# Listing
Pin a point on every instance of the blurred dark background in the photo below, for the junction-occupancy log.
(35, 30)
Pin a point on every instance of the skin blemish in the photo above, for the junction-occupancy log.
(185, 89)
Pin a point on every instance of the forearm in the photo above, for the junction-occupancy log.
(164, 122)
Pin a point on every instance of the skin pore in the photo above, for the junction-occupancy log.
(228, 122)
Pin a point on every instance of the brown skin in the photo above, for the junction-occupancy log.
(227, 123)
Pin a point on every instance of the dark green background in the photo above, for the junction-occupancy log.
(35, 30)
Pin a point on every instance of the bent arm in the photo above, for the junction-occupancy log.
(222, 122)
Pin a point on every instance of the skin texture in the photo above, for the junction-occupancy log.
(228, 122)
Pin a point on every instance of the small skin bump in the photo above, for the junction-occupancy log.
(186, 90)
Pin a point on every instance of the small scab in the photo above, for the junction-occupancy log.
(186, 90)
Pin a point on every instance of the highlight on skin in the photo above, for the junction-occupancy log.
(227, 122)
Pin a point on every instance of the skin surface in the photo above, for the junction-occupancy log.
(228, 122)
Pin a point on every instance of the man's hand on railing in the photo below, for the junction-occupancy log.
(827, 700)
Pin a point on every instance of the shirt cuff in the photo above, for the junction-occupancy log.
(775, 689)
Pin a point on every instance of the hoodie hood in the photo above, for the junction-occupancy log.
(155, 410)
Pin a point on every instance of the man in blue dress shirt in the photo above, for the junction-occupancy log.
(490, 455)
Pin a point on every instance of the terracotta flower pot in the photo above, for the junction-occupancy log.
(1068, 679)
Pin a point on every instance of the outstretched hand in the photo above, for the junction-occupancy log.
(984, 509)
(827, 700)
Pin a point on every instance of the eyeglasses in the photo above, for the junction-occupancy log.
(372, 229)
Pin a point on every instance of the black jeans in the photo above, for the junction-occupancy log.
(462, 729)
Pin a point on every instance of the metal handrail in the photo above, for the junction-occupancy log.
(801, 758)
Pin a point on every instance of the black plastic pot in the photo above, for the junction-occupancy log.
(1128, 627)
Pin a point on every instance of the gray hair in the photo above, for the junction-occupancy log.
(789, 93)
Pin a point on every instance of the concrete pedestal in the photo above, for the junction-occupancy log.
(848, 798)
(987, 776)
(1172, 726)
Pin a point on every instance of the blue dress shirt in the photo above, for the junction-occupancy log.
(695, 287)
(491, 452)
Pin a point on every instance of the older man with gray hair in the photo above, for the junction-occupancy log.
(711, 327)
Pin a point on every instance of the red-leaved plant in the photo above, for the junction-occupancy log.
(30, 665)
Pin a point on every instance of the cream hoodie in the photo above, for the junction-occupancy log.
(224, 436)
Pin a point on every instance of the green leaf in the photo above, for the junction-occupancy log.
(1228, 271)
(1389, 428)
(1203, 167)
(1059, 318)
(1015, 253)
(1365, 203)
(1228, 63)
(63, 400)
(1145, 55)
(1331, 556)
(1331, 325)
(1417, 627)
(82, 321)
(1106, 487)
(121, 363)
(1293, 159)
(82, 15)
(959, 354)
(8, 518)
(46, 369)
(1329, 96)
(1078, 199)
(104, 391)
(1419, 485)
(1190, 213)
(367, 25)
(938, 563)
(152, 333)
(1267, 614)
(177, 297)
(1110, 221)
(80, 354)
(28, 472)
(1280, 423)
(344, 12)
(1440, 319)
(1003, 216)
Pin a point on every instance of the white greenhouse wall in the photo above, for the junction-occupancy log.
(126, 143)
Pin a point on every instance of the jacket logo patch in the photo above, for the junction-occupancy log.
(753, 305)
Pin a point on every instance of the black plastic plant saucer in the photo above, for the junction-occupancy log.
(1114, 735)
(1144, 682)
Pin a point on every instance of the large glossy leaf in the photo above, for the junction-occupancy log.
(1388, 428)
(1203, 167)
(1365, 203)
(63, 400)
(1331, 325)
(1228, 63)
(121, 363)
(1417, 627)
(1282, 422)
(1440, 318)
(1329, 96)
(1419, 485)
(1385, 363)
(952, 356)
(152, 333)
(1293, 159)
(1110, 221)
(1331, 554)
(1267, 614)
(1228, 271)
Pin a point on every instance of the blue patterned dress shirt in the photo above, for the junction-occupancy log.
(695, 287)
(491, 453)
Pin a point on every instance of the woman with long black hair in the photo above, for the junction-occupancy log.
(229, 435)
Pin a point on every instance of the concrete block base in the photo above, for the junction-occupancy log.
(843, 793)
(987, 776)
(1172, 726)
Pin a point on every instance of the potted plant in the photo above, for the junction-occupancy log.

# Aim
Put the part of the material that opens with the line containing "Pin a point on every instance of the white" and closes with the line containing "(1144, 682)" into a numbered list, leaving out blank lines.

# Answer to the task
1. Pin a point on every instance of the white greenhouse wall in the photo above, for the junction-occupancy log.
2. (126, 143)
3. Pin a point on every instance of the jacket logo patch in the photo above, for the junction-occupancy log.
4. (753, 305)
5. Pin a point on every instance of the black plastic plant saucer in the photo above, for the junction-occupancy log.
6. (1114, 735)
7. (1144, 682)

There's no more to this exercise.